SET EXERCISE:
Could you pick up the article about Porsche's electronic integration center after its last sentence and keep writing it? The data placed after the article is not part of it.

DOCUMENT PASSAGE:
'''

These two numbers elicit more than a little respect: a Porsche car has 6,000 different electric and electronic functions that need to be handled by as many as 80 interlinked control units. But the staff of the recently opened electronic integration center (EIZ) has every one of them in their sights. Director Uwe Michael, a native of the German state of Hesse, notes that “opening the driver’s window is an example of an electric function.” But then he smiles. “The real challenges at the EIZ extend far beyond ensuring perfect electronic operation of the windows, of course.”
The rise of electronic systems in cars has accelerated to an even more amazing pace over the past ten years. “For us developers that means having to master ever greater levels of complexity,” says Michael. This task becomes tricky when numerous things are happening at the same time. Let’s say you’re opening the driver’s window with the car in motion, while simultaneously opening the sunroof, using the GPS system, and listening to the radio. These functions are all in addition to driver assistance systems that run automatically and continually.
In order for this all-encompassing use of electronics to function in everyday driving, the EIZ houses the “CAN-Mobil” on its first floor above ground. CAN stands for “controller area network,” which refers to an electronic automotive communications standard. With a good bit of imagination, this collection of cables and control units draped with an assembly of automotive components might suggest a car—minus the wheels, engine, and transmission. Here is where the engineers simulate the interplay of all electronic components in all conceivable variations. More than 100,000 test cases need to be examined. Before undergoing an endurance test in the CAN-Mobil, each individual element has already been thoroughly tested on its own.
The highest level of communication recquired
Just like an orchestra, the entire ensemble has to operate together perfectly in the CAN-Mobil. Every control unit can perform its function brilliantly as a virtuoso soloist, but that says little about its performance in conjunction with all of the members of the orchestra. Only when the control units form a successful electronic symphony are they installed in the car. The data system uses bus cables to ensure that the overall weight of the electronics remains well below 100 kilos.
The constant flow of data also requires the highest level of communication among all of the engineers involved. In order to enhance this communication, all electronics specialists have been brought together under the single roof of the new EIZ. The days in which the developers were spread across the Weissach grounds are now history.
The EIZ’s architecture reflects the constant exchange of information among the engineers, technicians, and workshop staff. The interior of the building has a V-shape, based on the V-process model from software development. The rooms are arranged from above to below in accordance with the electric/electronic development process—from the idea written on a piece of paper or a computer screen to the finished component ready for use.
The workstations of the approximately 570 employees are located a maximum of 30 meters from each other—ensuring short distances for a rapid exchange of ideas, in a space that is also illuminated by stairwells in the middle of the building which are flooded with light. In planning for the EIZ, Uwe Michael and his staff placed a high priority on basing the architecture in all respects on the interplay and networking of the engineers and developers. The result speaks for itself.

'''

DATA RECORDS:
'''

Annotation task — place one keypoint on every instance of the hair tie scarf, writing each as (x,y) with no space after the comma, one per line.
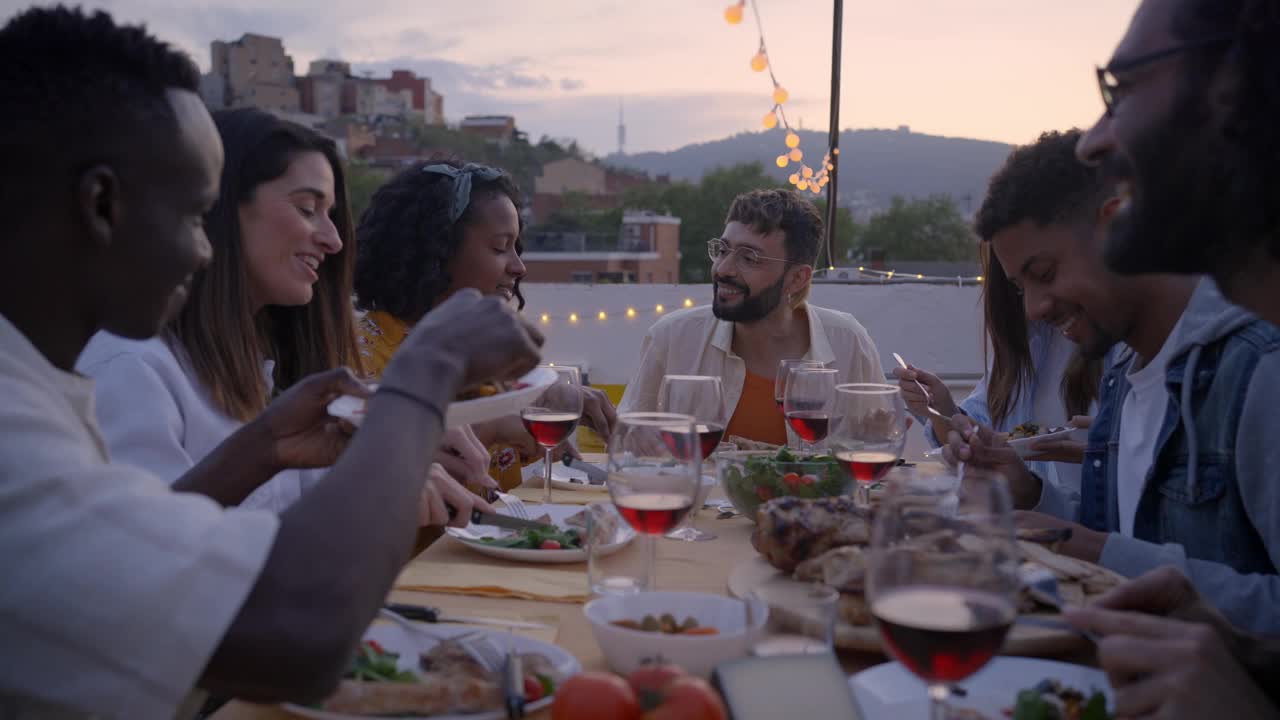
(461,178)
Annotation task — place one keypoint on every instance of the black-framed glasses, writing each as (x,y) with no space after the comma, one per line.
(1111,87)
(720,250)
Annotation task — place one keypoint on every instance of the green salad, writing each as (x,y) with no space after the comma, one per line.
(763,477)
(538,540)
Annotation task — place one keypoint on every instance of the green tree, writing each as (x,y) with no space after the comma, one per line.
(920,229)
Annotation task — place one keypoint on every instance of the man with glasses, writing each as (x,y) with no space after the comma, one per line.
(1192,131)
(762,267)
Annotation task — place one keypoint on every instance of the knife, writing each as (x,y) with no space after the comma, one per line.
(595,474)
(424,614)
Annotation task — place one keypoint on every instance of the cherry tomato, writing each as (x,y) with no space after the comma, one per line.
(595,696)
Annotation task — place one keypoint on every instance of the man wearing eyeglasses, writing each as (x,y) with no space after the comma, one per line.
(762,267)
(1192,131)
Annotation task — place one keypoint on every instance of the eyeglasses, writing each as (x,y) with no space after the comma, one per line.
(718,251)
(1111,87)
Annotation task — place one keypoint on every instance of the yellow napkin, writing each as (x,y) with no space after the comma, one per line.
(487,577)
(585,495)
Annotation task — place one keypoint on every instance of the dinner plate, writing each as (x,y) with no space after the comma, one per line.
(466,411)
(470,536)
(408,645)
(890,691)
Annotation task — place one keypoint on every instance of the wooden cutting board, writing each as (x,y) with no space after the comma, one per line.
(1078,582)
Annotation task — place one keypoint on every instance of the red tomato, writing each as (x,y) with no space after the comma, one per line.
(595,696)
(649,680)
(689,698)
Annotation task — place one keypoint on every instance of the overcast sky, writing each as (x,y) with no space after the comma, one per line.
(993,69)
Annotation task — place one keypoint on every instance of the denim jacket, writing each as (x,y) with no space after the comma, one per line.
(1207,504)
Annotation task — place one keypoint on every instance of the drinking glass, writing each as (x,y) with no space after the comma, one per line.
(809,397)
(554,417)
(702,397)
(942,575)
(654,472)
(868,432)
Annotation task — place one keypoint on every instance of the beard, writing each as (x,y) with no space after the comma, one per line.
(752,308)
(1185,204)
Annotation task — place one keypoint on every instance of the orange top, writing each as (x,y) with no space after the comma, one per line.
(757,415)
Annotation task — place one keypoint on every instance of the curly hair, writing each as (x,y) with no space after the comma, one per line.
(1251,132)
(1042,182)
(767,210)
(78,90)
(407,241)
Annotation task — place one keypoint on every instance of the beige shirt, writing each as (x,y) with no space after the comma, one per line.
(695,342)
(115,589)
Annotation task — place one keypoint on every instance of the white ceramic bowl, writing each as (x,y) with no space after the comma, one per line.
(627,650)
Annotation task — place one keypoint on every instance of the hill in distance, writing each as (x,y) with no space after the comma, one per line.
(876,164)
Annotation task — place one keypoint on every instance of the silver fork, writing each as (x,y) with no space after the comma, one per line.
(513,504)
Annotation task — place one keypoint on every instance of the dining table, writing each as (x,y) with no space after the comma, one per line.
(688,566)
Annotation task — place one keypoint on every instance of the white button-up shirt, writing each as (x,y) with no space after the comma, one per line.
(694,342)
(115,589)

'''

EXERCISE RESPONSE:
The car of the future will communicate with its environment
The advantages of the EIZ have already yielded benefits for the infotainment system in the 918 Spyder. For this super sports car, Porsche developed the first system that is based entirely on the Web 2.0 programming language. “The close physical proximity of the workstations here was a major help,” says Michael. The Web-based solution can be constantly updated to the latest state of the art without much effort, with the result that owners of the 918 Spyder can benefit immediately from new apps.
The car of the future will be networked with its environment—including everything from other traffic to the driver’s home—and will communicate with it. Michael views this area of data use as one of the greatest playgrounds for his team over the coming years. Speed and complexity will continue to accelerate in the process. More than 10,000 signals are transmitted in cars these days, and this figure will increase by 40 to 50 percent with every new model generation.
While following the EIZ director through “his” building, it becomes clear that integration is a major key to success. “We don’t develop every control unit ourselves; our core area of expertise is more a matter of integrating all of these units in the car,” says Michael. The finale then takes place at what is called the “integration marketplace.” As many as eighty engineers gather on the ground floor to experience the electronic symphony of the finished car. The “OK” is given only when everything functions here without a hitch.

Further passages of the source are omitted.